What is expected: Only one stretch of the listing below is wanted. Give it again exactly, from the line with "Mark all occurrences of distant" through the line with "Mark all occurrences of yellow".
*** Opening Data supplied ***
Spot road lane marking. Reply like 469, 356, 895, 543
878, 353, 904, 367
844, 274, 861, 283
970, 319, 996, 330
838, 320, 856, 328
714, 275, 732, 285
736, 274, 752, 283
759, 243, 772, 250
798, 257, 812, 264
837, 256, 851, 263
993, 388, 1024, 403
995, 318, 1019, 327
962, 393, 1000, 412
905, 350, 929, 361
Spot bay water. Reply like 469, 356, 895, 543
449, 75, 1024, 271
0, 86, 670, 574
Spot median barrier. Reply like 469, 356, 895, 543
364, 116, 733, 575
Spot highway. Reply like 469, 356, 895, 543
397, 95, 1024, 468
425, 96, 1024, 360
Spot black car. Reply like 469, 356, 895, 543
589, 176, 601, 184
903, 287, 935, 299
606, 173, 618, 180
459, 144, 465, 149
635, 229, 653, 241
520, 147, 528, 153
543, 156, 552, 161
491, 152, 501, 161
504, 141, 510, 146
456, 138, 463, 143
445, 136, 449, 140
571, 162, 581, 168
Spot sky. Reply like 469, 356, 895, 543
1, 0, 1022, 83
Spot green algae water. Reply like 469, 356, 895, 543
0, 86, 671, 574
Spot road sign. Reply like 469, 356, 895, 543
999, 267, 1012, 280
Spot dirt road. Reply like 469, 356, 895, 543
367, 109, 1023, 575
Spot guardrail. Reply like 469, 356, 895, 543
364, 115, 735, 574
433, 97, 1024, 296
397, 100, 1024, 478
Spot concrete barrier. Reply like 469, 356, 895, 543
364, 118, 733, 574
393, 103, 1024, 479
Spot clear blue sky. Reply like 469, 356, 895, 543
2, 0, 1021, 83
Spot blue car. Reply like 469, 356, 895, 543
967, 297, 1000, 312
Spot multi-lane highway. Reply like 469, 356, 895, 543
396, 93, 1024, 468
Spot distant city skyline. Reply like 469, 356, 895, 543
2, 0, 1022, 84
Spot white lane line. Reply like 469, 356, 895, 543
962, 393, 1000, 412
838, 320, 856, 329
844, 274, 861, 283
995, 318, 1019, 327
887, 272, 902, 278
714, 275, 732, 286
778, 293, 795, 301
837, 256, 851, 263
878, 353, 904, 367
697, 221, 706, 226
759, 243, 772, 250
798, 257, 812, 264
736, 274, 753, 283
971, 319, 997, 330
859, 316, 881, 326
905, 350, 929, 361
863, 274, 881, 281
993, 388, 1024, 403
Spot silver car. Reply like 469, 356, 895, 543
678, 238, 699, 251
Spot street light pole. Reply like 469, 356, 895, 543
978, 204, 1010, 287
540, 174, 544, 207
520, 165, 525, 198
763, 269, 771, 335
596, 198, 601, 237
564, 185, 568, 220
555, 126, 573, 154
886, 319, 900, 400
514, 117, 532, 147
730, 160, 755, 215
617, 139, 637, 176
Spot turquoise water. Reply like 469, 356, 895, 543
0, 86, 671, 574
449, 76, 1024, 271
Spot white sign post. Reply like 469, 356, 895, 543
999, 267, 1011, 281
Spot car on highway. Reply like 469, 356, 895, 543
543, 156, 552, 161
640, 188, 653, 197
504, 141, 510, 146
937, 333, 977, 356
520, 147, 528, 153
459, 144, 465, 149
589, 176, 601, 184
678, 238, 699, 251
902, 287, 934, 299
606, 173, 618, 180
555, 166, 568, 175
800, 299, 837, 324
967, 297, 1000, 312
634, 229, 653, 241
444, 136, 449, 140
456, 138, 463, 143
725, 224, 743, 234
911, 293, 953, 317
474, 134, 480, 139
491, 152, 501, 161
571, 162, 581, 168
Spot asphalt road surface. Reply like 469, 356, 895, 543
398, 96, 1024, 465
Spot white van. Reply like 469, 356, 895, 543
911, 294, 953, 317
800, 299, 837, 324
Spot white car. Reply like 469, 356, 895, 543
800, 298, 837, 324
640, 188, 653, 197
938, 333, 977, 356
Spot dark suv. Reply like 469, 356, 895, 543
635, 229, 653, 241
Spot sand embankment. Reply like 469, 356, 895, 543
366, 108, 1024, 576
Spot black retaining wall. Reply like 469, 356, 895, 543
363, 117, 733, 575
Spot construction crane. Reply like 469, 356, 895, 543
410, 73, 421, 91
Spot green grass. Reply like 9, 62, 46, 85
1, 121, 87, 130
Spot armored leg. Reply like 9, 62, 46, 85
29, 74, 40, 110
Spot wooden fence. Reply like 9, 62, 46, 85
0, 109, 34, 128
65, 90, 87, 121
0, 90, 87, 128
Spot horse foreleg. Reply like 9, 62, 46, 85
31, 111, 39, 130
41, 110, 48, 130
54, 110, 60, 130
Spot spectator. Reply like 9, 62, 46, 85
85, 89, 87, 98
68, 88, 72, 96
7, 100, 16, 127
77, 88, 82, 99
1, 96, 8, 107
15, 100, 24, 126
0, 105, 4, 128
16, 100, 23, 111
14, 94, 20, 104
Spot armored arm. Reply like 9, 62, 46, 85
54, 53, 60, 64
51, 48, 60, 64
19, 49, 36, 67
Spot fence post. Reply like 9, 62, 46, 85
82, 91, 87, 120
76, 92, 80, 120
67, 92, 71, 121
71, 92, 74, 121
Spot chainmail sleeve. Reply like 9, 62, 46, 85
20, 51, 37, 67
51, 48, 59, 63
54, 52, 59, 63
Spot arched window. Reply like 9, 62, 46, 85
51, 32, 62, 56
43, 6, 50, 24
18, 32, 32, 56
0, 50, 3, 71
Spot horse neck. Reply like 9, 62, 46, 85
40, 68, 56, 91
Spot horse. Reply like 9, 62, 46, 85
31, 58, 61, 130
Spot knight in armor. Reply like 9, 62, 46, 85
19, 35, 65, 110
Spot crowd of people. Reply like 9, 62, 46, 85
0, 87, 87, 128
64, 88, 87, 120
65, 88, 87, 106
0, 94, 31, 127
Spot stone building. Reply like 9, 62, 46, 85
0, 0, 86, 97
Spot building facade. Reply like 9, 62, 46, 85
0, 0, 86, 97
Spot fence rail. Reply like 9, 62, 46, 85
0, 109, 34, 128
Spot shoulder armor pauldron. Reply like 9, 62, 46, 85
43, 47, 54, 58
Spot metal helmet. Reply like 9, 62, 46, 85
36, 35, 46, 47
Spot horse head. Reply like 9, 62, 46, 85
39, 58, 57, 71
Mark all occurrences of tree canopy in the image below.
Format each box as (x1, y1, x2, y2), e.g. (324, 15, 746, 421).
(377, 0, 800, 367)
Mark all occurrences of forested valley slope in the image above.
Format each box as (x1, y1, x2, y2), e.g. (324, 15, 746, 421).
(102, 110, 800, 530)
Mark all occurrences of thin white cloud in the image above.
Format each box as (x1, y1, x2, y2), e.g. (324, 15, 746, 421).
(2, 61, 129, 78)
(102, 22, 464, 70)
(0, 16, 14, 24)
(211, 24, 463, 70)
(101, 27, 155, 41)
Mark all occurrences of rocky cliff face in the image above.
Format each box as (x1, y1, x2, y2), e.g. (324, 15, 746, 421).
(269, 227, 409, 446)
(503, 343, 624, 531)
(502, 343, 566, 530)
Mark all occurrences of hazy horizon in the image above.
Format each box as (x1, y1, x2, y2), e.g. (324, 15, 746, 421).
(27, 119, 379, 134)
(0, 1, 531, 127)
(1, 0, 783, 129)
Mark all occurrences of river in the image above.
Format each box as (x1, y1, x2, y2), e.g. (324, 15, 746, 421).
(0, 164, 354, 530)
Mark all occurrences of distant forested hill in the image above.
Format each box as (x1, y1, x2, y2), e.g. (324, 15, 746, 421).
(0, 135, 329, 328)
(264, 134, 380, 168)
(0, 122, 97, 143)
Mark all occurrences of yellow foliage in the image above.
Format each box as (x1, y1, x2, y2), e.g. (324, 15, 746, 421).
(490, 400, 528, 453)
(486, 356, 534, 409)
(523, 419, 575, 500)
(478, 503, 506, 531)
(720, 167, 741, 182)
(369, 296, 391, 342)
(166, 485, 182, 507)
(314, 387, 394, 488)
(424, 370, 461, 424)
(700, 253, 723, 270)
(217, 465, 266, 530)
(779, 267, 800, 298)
*** Closing Data supplied ***
Exercise answer:
Mark all occurrences of distant forested hill in the image above.
Format each box as (x1, y1, x2, y2), e.g. (324, 15, 746, 421).
(0, 135, 329, 328)
(264, 134, 380, 168)
(0, 122, 97, 143)
Mark all occurrences of yellow foliage in the image above.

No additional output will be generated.